### EXTRACTED RECORDS

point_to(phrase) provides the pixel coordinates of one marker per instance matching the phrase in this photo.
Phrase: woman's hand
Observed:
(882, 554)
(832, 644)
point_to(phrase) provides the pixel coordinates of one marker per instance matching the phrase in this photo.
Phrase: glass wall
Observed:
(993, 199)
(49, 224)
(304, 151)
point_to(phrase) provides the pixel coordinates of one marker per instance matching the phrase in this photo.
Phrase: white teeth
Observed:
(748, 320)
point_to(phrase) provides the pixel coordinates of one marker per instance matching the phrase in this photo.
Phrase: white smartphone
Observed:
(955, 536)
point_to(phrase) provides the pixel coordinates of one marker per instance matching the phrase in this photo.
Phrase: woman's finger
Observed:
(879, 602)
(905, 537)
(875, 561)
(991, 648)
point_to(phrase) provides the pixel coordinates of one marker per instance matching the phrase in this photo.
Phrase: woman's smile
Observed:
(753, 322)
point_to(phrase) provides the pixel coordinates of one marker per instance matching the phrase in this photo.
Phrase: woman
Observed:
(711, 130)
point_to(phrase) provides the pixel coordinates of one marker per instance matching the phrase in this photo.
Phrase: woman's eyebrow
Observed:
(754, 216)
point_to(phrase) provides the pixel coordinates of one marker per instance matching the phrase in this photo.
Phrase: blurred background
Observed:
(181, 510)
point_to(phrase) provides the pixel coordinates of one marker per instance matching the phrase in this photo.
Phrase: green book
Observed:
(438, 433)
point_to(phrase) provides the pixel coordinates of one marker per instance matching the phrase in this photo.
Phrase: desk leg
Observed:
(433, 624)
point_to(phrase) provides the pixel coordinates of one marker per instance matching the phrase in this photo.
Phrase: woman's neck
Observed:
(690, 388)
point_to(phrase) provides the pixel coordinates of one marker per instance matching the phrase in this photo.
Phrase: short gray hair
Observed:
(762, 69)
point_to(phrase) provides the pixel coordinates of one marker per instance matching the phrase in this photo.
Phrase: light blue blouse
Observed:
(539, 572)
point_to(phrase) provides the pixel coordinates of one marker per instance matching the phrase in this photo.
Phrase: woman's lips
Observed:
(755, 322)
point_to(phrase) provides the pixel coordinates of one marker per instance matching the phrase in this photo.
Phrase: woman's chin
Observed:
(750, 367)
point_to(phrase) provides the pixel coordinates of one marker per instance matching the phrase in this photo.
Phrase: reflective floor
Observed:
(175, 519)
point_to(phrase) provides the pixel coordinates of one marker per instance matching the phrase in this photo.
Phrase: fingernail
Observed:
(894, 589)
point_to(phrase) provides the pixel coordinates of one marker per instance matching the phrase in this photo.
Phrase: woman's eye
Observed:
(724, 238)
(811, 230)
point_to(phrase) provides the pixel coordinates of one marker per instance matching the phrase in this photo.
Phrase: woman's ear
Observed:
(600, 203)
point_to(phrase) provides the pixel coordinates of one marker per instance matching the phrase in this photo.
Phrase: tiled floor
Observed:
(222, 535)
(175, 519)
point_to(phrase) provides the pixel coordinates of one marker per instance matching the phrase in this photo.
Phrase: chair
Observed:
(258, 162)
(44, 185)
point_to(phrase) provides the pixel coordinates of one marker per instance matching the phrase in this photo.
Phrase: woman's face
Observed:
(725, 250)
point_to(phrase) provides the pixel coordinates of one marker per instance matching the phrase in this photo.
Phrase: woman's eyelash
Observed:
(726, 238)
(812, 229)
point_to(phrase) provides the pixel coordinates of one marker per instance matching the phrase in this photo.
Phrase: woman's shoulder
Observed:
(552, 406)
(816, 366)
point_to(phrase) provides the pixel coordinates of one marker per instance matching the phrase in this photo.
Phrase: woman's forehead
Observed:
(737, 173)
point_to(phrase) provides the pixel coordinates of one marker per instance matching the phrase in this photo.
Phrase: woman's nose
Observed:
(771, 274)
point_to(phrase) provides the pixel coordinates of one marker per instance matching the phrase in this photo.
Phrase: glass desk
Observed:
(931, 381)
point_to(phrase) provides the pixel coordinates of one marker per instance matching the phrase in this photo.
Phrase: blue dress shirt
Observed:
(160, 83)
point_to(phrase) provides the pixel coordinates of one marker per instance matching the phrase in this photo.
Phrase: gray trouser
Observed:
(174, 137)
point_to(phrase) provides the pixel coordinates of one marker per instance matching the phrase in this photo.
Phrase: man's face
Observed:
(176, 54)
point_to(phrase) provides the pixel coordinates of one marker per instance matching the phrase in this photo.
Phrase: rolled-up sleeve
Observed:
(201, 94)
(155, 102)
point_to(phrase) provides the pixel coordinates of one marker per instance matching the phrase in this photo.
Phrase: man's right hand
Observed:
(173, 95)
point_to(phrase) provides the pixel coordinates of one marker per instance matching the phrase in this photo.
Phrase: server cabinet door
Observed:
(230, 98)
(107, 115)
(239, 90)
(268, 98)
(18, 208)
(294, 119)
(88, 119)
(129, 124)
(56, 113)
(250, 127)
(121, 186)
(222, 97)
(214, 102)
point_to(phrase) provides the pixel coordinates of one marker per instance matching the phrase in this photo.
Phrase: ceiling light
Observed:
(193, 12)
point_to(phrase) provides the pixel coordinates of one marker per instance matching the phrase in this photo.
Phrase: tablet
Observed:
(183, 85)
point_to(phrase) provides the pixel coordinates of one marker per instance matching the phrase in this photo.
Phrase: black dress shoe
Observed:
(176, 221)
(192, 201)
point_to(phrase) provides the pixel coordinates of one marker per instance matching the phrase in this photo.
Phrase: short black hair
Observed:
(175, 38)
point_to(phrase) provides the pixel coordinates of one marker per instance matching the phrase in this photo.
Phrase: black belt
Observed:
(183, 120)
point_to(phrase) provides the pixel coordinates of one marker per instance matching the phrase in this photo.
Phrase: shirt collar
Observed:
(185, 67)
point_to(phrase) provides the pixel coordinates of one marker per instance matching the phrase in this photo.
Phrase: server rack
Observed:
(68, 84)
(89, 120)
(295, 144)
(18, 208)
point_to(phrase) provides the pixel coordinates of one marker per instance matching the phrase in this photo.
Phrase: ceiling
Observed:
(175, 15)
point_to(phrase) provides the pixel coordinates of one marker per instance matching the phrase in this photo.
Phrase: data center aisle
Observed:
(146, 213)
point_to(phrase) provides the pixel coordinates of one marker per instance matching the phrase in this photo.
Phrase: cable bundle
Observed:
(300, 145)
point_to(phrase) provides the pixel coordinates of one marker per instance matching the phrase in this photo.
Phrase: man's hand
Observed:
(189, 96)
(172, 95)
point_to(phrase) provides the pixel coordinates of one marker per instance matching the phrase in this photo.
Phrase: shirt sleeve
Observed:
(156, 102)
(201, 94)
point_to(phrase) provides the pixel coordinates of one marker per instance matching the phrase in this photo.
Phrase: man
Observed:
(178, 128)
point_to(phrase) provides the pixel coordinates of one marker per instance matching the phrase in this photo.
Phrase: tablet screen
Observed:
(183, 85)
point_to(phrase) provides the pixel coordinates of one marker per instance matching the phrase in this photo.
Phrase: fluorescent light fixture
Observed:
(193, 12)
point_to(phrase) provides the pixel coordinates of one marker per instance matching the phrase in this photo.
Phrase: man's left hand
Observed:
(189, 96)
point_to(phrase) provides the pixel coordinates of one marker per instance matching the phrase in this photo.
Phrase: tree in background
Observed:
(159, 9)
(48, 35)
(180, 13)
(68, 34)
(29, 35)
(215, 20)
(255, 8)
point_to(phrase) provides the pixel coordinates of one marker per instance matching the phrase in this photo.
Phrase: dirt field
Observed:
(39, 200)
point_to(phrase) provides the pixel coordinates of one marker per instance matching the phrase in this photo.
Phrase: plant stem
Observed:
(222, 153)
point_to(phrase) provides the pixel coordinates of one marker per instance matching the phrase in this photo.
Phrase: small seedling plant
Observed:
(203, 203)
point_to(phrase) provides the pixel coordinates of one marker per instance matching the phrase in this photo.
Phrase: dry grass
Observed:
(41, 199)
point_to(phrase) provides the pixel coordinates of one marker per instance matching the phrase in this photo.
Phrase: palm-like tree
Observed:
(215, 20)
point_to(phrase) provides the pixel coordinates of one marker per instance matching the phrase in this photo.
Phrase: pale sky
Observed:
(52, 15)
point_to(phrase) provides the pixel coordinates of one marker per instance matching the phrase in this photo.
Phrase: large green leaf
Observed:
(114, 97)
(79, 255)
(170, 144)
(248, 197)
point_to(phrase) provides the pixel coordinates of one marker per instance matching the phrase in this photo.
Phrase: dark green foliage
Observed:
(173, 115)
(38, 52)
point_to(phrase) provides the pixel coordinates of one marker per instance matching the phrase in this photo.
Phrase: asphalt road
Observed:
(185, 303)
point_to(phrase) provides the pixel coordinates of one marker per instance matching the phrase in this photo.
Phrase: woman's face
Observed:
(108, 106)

######

> [WORK TO COMPLETE] How many lines in the entries above hold the word "plant"? Reply with the number by itself.

> [OUTPUT OF THE TASK] 2